:: Source records ::
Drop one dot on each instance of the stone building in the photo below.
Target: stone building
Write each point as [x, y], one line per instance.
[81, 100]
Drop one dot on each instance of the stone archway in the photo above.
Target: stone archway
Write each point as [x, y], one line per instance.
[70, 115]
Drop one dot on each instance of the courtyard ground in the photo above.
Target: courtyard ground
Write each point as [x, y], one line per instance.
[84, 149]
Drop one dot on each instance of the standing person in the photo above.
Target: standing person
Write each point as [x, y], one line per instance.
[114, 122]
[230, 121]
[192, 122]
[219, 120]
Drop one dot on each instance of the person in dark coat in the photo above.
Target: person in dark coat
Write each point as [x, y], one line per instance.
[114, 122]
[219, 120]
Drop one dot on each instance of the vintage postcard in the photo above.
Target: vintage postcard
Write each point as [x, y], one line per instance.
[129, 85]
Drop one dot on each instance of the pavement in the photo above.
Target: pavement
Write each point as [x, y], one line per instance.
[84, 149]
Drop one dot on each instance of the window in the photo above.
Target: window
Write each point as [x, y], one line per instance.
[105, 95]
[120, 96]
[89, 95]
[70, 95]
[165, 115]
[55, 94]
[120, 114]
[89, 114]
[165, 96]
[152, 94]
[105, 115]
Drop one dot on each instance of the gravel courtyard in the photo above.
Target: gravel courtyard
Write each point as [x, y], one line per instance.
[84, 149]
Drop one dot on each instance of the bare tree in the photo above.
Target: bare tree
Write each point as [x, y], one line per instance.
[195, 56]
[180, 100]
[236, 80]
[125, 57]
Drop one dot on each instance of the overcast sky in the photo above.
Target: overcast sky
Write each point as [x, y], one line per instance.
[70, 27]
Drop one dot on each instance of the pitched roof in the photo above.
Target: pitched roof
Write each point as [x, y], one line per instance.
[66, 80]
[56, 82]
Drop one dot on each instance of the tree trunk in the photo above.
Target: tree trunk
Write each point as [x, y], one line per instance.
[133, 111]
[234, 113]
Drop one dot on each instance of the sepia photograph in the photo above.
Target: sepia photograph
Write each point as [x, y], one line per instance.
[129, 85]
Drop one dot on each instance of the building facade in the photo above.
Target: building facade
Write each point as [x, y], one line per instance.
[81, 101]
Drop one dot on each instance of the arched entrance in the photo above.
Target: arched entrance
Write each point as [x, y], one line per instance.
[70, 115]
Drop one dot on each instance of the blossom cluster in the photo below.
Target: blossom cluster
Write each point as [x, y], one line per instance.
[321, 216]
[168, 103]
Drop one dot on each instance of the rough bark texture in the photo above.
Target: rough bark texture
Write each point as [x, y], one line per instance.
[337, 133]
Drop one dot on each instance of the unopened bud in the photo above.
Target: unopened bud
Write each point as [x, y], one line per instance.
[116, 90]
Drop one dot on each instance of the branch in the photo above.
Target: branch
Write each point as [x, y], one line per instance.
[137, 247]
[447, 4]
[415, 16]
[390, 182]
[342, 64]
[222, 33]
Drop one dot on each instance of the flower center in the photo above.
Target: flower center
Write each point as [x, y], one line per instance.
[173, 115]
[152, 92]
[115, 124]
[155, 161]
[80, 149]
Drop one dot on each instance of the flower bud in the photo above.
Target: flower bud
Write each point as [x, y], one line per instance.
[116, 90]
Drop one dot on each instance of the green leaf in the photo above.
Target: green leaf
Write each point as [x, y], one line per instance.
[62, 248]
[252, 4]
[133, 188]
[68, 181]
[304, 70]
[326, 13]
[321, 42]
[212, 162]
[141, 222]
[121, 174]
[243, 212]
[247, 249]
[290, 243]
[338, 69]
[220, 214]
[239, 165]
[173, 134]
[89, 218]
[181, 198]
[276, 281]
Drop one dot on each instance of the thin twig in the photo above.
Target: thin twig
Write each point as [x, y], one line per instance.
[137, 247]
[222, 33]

:: Objective ::
Rename "Target" to "Object" in the entries from the line containing "Drop one dot on each instance of the building" through the end of the entries. Reproduce those lines with no other changes.

:: Answer ::
Drop one dot on each instance of the building facade in the photo above.
Object: building facade
Write each point as [x, y], one line per instance.
[81, 101]
Drop one dot on each instance of the arched entrance in the photo above.
Object: arched entrance
Write each point as [x, y], one line per instance.
[70, 115]
Drop one dot on each instance of the blossom cluster in the photo below.
Object: blossom cluster
Write each point as [x, y], one line per instance.
[321, 216]
[168, 103]
Drop one dot on each instance of the rough bark texture in the photo above.
Object: rough bark texture
Write each point as [x, y], one line per instance.
[337, 133]
Drop one dot on each instance of the unopened bud in the photo above.
Object: unopened bud
Write each point as [x, y], one line per instance.
[116, 90]
Drop one dot on each instance of the branch in the photo above.
Object: branch
Write each point as [x, y], one line per instance.
[137, 247]
[447, 4]
[415, 16]
[390, 182]
[342, 64]
[222, 33]
Drop one dot on each instance of the flower center in the photo above.
Object: flower center
Write each point as [x, y], one line per instance.
[173, 115]
[152, 92]
[115, 124]
[155, 161]
[80, 149]
Drop one dot on each instance of the flower bud in the photo above.
Object: flower bud
Write each point as [x, y], one line per instance.
[116, 90]
Drop one dot on each instance of the green leaf in the photo above.
Object: green leaf
Write each point as [x, y], one line per instance.
[62, 248]
[252, 4]
[133, 188]
[68, 181]
[304, 70]
[326, 13]
[321, 42]
[212, 162]
[141, 222]
[121, 174]
[243, 212]
[247, 249]
[290, 243]
[338, 69]
[220, 214]
[239, 165]
[173, 134]
[89, 218]
[181, 198]
[276, 281]
Drop one dot on each instance of the thin twig in the photo above.
Object: thin twig
Write each point as [x, y], one line per instance.
[137, 247]
[222, 33]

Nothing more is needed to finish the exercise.